### CHALLENGES
a - Translate this sentence from the Python Extension loader page into Spanish: "The PEL seamlessly integrates the Python extensions into the Altair AI Tools ecosystem."
b - Write out everything in the Python Extension loader page from "Where to place" down to "your extensions directory.", substituting "folder" for each "directory".

### PAGE EXCERPT
————————
Python Extension loader (PEL)

Introduction

The Python extension loader(PEL) is a Java extension that manages the Python extensions built using the altair-aitools-devkit pacakge. The PEL seamlessly integrates the Python extensions into the Altair AI Tools ecosystem.

What PEL does

  • Loads operator definitions from Python extensions (names, parameters, ports, etc.)
  • Manages the execution of Python code using the appropriate Python distribution
  • Handles data serialization between Java and Python
  • Makes Python extensions appear and behave just like native AI Studio operators in your workflows

Where to place Python Extensions

By default, PEL looks for Python extension .zip file in one of these locations:

  • ~/.RapidMiner/extensions/python-extensions
  • ~/.AltairRapidMiner/AI Studio/shared/extensions/python-extensions

To specify a different location, use one of the these methods:

  1. In Altair AI Studio settings: Set pysdk.pel.extLoc to your extensions directory
  2. System property: Set pysdk.pel.extLoc to your extensions directory
  3. Environment variable: Set PYSDK_PEL_EXT_LOC to your extensions directory.

When properly configured, you'll see this log message

INFO: Looking for Python extensions in /path/to/py-extensions

In case of an error, you will see this in your log:

Failed to load Python extensions

Python Distribution Management

A Python distribution consists of a key string, and an optional version string. If no version is provided, latest is used. See below for ways how Python distributions can be made available to Python extensions:

The distribution mode and the installation process are chosen based on what is available, in the order below.

Flowchart of distribution lookup process

1. Environment creation via Miniforge (online)

Requirements:

  • Miniforge has not been disabled via the setting below
  • A conda environment definition file env.yml is present in the root directory of the Python extension

Description:

This is the default mode. This will create the environment based on the .yml file via Miniforge on demand (if it has not already been created by an earlier start / another Python extension) via the conda-forge channel.

The Miniforge installer will be downloaded and verified automatically when needed (but can also be provided via the resource location). Currently supported Miniforge installers:

  • Miniforge3-24.3.0-0-Windows-x86_64.exe
  • Miniforge3-24.3.0-0-MacOSX-arm64.sh
  • Miniforge3-24.3.0-0-MacOSX-x86_64.sh
  • Miniforge3-24.3.0-0-Linux-aarch64.sh
  • Miniforge3-24.3.0-0-Linux-ppc64le.sh
  • Miniforge3-24.3.0-0-Linux-x86_64.sh

To disable the use of Miniforge, you have 3 options, the first one to be specified is used:

  1. Use the Settings with the key pysdk.pel.disableMiniforge set to true
  2. Use a system property with the key pysdk.pel.disableMiniforge set to true
  3. Use an environment variable with the key PYSDK_PEL_DISABLE_MINIFORGE set to true

Look for the following log line to indicate you set this up correctly:

INFO: Disabled Python distribution Miniforge usage

Sometimes the default Miniforge installation location is not desirable (e.g. due to Conda bugs with whitespaces or special characters, e.g. https://github.com/conda/conda/issues/10239). In those cases, you can change the location where Miniforge is installed to / is looked up in.
————————
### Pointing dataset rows
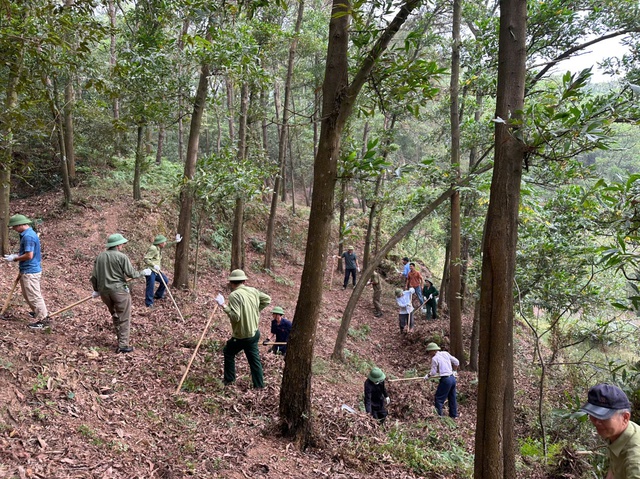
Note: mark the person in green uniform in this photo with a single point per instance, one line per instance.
(109, 280)
(610, 411)
(153, 260)
(243, 310)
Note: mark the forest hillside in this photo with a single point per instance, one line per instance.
(72, 407)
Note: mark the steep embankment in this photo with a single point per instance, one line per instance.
(72, 408)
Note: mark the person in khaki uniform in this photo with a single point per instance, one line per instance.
(109, 280)
(153, 260)
(30, 265)
(245, 304)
————————
### WRITTEN ANSWERS
a - El PEL integra sin problemas las extensiones de Python en el ecosistema de Altair AI Tools.

b -
Where to place Python Extensions

By default, PEL looks for Python extension .zip file in one of these locations:

  • ~/.RapidMiner/extensions/python-extensions
  • ~/.AltairRapidMiner/AI Studio/shared/extensions/python-extensions

To specify a different location, use one of the these methods:

  1. In Altair AI Studio settings: Set pysdk.pel.extLoc to your extensions folder
  2. System property: Set pysdk.pel.extLoc to your extensions folder
  3. Environment variable: Set PYSDK_PEL_EXT_LOC to your extensions folder.